### ABOUT THIS TASK
An acceptable answer repeats exactly the line with "Target: yellow stamen" and each line after it through the end of the entries, and includes nothing else.

### EXTRACTED DATA
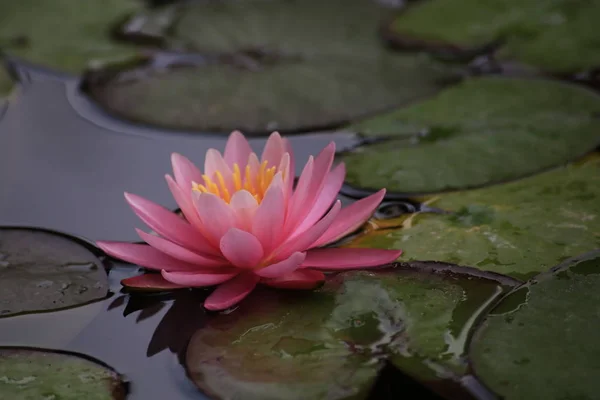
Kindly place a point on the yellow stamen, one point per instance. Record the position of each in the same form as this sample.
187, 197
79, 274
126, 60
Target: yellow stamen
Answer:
223, 188
255, 182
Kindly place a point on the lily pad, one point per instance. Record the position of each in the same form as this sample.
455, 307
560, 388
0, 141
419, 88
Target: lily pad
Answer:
269, 65
557, 36
29, 373
43, 271
331, 343
483, 131
542, 340
65, 34
517, 229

### SOLUTION FOR THIS TASK
Target: yellow stamen
Answer:
223, 188
255, 182
Kindly place a point on the lily pad, one point per instance. Record the position of each in the same form as this sample.
455, 307
560, 388
0, 141
419, 88
Target: lily pad
Answer:
269, 65
557, 36
29, 373
43, 271
331, 343
483, 131
542, 340
65, 34
517, 229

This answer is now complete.